▸ **OBJECTIVE**:
State how many lines in the rows below contain the string "basket", matching case exactly, and reply with that number alone.
**********
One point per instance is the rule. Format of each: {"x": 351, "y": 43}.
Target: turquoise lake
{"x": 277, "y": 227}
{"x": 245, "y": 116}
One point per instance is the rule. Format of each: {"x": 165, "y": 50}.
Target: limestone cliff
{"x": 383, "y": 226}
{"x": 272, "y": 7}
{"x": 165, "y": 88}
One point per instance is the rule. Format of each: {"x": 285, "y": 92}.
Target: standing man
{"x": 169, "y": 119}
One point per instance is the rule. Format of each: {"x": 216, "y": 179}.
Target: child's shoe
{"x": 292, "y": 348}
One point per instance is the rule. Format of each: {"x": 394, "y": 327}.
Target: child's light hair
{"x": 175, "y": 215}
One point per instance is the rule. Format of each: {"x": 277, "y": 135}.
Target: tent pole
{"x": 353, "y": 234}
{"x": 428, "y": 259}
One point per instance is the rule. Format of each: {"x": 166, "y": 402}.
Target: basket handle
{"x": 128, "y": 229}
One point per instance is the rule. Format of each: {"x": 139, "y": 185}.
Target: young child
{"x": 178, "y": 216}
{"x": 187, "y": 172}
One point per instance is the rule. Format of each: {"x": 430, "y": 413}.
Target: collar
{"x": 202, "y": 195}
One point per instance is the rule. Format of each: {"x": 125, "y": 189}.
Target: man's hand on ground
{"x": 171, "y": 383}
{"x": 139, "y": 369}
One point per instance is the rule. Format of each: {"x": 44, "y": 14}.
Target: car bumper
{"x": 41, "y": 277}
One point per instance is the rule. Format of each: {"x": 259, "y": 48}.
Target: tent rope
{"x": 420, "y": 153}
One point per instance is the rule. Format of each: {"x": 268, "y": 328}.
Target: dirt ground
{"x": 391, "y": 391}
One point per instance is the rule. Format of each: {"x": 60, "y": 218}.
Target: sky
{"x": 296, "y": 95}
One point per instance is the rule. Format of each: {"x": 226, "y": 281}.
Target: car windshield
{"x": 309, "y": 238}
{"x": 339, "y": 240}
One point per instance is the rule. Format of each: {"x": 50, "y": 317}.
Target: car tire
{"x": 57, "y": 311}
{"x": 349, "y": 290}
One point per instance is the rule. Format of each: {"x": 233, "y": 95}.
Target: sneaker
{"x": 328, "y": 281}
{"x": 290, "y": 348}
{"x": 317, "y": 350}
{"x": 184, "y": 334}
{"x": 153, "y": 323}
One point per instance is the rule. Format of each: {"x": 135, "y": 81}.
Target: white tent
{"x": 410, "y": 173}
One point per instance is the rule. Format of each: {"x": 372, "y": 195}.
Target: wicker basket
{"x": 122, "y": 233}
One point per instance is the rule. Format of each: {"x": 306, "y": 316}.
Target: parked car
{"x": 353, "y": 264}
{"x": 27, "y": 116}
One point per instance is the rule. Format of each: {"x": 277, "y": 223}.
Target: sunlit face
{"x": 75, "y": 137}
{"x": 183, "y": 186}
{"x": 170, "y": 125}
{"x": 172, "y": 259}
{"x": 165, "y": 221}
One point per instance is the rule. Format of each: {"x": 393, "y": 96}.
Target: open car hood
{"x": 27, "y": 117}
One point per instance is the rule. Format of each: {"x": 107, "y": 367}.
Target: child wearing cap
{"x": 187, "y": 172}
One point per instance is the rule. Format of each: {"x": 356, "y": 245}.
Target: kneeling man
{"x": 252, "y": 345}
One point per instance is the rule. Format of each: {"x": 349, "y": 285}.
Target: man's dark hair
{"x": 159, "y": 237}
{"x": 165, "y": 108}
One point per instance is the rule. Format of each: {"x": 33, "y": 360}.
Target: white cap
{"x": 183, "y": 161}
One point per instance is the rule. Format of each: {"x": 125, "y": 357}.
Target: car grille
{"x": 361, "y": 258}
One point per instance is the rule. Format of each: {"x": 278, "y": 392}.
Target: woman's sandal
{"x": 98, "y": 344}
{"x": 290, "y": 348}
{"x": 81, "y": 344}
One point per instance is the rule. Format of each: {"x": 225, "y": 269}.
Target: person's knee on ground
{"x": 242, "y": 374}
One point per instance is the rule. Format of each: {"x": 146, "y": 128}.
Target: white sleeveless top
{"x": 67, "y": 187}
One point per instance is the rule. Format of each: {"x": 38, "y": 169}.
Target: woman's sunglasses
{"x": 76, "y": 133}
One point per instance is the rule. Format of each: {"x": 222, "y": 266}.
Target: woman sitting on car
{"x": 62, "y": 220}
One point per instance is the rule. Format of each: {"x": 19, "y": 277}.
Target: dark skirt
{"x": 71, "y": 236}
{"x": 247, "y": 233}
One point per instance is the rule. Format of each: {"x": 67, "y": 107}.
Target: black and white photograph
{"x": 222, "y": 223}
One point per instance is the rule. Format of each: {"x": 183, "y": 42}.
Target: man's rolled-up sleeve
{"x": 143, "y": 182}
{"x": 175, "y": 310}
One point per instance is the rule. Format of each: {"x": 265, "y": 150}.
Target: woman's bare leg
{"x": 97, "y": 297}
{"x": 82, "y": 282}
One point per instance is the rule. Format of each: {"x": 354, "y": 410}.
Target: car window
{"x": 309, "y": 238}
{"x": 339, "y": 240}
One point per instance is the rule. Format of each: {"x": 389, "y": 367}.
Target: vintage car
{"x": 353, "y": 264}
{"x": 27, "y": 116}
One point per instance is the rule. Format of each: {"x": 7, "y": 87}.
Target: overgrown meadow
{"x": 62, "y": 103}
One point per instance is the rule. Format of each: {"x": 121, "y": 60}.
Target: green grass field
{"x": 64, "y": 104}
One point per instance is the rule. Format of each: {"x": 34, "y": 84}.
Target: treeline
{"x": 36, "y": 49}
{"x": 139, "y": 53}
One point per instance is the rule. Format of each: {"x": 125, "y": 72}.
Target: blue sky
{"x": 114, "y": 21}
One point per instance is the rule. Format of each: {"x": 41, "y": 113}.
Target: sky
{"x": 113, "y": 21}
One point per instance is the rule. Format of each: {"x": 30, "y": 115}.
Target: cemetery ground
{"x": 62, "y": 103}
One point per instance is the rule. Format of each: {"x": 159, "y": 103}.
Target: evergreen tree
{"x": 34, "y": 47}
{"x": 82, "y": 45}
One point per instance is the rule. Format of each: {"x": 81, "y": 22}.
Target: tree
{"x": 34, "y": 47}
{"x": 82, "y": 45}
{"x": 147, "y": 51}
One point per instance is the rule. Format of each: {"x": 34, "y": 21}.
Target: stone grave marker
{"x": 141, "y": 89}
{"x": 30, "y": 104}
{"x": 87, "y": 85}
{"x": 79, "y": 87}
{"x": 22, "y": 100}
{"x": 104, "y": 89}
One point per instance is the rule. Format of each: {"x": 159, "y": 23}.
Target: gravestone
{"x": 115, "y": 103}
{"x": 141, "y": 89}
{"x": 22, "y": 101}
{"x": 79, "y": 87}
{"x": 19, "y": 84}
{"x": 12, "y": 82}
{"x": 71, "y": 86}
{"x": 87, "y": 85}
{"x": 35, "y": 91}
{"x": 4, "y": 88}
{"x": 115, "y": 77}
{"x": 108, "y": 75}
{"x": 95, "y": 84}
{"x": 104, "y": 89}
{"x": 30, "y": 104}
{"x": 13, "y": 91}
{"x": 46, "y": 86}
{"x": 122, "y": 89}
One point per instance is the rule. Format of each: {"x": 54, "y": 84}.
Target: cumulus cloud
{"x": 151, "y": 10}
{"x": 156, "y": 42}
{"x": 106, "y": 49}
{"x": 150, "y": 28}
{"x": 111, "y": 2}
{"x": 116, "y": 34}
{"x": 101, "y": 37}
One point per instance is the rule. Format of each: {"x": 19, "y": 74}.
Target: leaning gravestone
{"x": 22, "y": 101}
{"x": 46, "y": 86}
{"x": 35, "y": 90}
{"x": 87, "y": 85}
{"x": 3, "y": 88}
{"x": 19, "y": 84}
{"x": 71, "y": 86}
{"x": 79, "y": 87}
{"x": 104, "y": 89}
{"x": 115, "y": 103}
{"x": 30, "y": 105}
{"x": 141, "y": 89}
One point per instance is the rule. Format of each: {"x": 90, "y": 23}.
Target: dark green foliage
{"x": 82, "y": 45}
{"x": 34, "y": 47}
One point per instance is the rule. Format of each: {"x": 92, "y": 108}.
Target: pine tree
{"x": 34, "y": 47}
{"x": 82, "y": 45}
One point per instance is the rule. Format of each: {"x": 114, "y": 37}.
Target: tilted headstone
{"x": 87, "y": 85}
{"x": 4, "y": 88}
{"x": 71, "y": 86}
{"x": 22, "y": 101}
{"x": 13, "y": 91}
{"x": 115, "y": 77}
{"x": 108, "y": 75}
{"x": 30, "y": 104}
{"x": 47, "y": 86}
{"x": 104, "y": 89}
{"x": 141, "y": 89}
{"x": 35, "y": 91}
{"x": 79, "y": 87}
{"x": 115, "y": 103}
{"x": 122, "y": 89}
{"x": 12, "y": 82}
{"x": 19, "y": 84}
**********
▸ **CORRECT ANSWER**:
2